→ **Instructions for the task**
Please arrange everything in the data from the line containing "every pen visible" down to the line containing "[174,88,287,173]", both included, as a Markdown table with the columns Row and Line. Leave out any blank lines.

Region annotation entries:
>>>>>

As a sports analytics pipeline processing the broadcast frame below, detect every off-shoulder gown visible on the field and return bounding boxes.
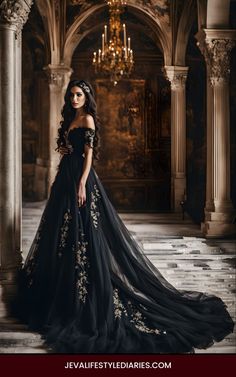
[16,127,234,353]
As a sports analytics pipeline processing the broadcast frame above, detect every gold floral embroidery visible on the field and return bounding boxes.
[73,241,89,303]
[113,288,127,318]
[84,129,95,148]
[58,209,72,257]
[90,185,101,228]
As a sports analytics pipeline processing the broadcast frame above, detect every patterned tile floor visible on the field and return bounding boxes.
[0,202,236,353]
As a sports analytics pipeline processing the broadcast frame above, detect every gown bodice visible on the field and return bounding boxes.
[15,122,234,353]
[67,127,95,155]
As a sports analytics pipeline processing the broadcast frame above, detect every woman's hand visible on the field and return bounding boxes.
[58,147,73,155]
[77,182,86,207]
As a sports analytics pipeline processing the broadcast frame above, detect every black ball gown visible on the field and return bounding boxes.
[16,128,234,353]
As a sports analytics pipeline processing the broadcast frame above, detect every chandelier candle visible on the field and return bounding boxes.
[93,0,134,85]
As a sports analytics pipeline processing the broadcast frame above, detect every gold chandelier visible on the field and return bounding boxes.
[93,0,134,85]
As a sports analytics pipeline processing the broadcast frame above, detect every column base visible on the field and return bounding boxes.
[34,159,48,201]
[172,178,186,213]
[201,212,236,238]
[0,267,18,322]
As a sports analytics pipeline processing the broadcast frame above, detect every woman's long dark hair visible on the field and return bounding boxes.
[56,79,100,160]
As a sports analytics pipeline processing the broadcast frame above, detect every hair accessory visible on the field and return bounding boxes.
[79,82,90,93]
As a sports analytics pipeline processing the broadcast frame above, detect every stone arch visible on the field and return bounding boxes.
[173,0,197,66]
[206,0,230,29]
[62,2,171,66]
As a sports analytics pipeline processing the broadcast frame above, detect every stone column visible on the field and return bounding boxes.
[196,29,236,237]
[45,65,72,194]
[165,66,188,212]
[0,0,32,318]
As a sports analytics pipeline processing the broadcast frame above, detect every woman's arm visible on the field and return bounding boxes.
[78,115,95,207]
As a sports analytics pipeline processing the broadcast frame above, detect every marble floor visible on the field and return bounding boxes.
[0,202,236,354]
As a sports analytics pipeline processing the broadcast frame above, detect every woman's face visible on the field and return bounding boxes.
[70,86,86,109]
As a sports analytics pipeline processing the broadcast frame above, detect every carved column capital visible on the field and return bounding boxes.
[44,64,73,89]
[0,0,33,34]
[165,66,188,90]
[196,29,236,85]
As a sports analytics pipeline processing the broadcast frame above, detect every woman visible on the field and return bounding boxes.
[15,80,234,353]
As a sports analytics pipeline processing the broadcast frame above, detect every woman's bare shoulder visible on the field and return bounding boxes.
[84,114,95,130]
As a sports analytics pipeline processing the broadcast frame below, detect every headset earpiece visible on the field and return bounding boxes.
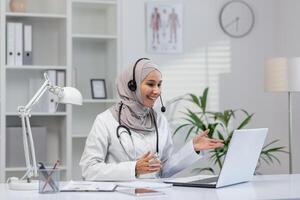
[127,58,150,92]
[127,80,137,92]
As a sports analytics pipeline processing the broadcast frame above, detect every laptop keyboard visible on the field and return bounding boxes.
[188,176,218,184]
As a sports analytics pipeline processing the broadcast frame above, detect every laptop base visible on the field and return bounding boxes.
[164,177,218,188]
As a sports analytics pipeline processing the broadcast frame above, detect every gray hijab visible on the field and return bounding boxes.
[110,60,160,133]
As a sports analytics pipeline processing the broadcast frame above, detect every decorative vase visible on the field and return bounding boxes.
[9,0,27,12]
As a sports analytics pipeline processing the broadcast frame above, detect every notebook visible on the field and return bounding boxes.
[164,128,268,188]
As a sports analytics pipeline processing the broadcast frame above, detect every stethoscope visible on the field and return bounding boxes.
[116,102,159,160]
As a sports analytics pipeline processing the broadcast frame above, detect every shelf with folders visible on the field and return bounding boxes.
[5,116,67,180]
[6,12,66,19]
[5,165,67,173]
[6,0,67,15]
[72,34,117,40]
[5,65,67,70]
[5,70,66,113]
[73,40,117,99]
[72,102,115,138]
[72,137,86,181]
[6,16,67,67]
[72,1,117,35]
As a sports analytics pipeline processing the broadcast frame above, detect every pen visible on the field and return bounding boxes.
[38,162,55,190]
[42,160,59,191]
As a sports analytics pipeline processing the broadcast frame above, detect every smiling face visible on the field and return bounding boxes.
[140,70,162,107]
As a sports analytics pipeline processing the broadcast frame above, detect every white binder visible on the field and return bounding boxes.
[6,22,15,66]
[47,70,57,113]
[15,23,23,66]
[23,24,32,65]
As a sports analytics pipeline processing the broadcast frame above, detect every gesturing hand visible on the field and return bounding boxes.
[135,151,161,176]
[193,130,224,151]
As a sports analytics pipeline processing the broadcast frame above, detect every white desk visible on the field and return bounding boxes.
[0,174,300,200]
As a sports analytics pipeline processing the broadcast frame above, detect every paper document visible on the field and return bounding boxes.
[116,181,172,189]
[60,181,117,192]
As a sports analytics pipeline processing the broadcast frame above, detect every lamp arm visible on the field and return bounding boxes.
[23,79,51,111]
[25,115,38,178]
[21,113,32,178]
[18,75,52,179]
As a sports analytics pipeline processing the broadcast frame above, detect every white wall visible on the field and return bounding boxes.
[122,0,300,174]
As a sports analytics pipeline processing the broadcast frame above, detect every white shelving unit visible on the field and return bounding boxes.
[71,0,120,180]
[0,0,121,182]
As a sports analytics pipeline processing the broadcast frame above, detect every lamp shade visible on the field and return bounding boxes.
[265,57,300,92]
[58,87,82,105]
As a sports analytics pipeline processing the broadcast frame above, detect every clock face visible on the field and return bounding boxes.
[219,0,255,38]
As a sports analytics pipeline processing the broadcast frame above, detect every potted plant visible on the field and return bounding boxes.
[174,88,287,173]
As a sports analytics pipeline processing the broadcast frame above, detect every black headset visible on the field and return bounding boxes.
[127,58,150,92]
[116,101,159,160]
[127,58,166,112]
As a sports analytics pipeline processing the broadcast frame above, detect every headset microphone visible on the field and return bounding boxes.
[159,95,166,112]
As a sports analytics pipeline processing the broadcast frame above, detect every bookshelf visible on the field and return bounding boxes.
[0,0,121,182]
[71,0,120,180]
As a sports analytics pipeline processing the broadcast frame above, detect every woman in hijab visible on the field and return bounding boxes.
[80,58,223,181]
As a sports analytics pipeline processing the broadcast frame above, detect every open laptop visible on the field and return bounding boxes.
[164,128,268,188]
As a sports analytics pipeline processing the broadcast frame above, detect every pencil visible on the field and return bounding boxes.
[42,160,59,191]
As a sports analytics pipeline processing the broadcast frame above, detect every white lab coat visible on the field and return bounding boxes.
[79,110,204,180]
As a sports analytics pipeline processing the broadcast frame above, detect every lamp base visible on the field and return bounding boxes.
[8,177,39,190]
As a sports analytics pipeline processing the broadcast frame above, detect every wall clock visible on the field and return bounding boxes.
[219,0,255,38]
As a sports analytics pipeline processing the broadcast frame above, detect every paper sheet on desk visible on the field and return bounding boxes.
[116,180,173,189]
[60,181,117,192]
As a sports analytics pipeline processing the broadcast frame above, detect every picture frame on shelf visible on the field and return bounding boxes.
[91,79,107,99]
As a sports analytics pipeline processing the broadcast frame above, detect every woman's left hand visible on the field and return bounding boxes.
[193,130,224,151]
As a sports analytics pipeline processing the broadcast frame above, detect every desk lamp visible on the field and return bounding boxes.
[265,57,300,174]
[9,73,82,190]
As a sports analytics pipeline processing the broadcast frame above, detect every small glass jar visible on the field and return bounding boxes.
[9,0,27,12]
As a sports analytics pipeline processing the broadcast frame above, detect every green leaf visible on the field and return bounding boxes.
[184,127,195,141]
[190,94,201,108]
[237,114,253,129]
[200,87,208,113]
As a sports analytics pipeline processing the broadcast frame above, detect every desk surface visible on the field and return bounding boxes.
[0,174,300,200]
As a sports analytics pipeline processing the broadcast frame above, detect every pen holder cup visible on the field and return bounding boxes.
[39,169,60,193]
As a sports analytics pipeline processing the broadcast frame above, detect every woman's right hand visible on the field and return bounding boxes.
[135,151,161,176]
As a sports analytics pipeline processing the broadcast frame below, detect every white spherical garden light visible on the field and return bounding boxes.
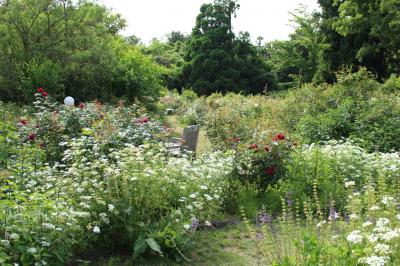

<<<<<

→ **Solution to this problem**
| Row | Line |
|---|---|
| 1 | As a sports analytics pipeline processing the broadcast frame above, detect every pen visible on the field and return bounding boxes. |
| 2 | [38,162,55,190] |
| 3 | [42,160,59,191] |
| 4 | As a sports analytics pipeline processing the broadcast frame above, detect every smiling face visible on the field and return bounding boxes. |
| 5 | [140,70,162,107] |
| 6 | As a sports analytics pipeline processing the broadcast frame above, detect every white binder visible on the field and return bounding boxes. |
| 7 | [6,22,15,66] |
| 8 | [47,70,57,113] |
| 9 | [15,23,23,66] |
| 10 | [23,24,32,65] |
| 11 | As a sports analytics pipeline processing the broadcast frame above, detect every gesturing hand visible on the field and return bounding boxes. |
| 12 | [135,151,161,176] |
| 13 | [193,130,224,151] |
| 14 | As a sports analytics pipeline processing the broadcast frame above, detect every white desk visible on the field and return bounding boxes. |
| 15 | [0,174,300,200] |
| 16 | As a sports analytics pipeline processing the broadcast frame above, detect every paper document visible on the field and return bounding boxes. |
| 17 | [116,181,172,189] |
| 18 | [60,181,117,192] |
| 19 | As a sports analytics pipeline processing the broadcast frame above, detect every lamp arm visible on the field and return bounding boxes. |
| 20 | [23,79,51,111] |
| 21 | [25,115,38,178] |
| 22 | [21,113,32,178] |
| 23 | [18,75,52,179] |
| 24 | As a sports analytics pipeline processing the broadcast frame above, detect every white wall visible on the field and return bounding boxes. |
| 25 | [122,0,300,174] |
| 26 | As a sports analytics pipeline processing the broadcast frame above, detect every white shelving unit visible on the field and return bounding boxes. |
| 27 | [71,0,120,180] |
| 28 | [0,0,121,182] |
| 29 | As a sports analytics pipeline processing the broadcast frame above, detect every lamp shade visible on the field and return bounding boxes. |
| 30 | [265,57,300,92] |
| 31 | [58,87,82,105] |
| 32 | As a sports analytics pipeline processing the broadcast frame above, detect every clock face visible on the field and return bounding boxes. |
| 33 | [219,0,255,38] |
| 34 | As a sports analytics pipeline processing the broadcast frame above, detect every potted plant visible on the field and return bounding boxes. |
| 35 | [174,88,287,173] |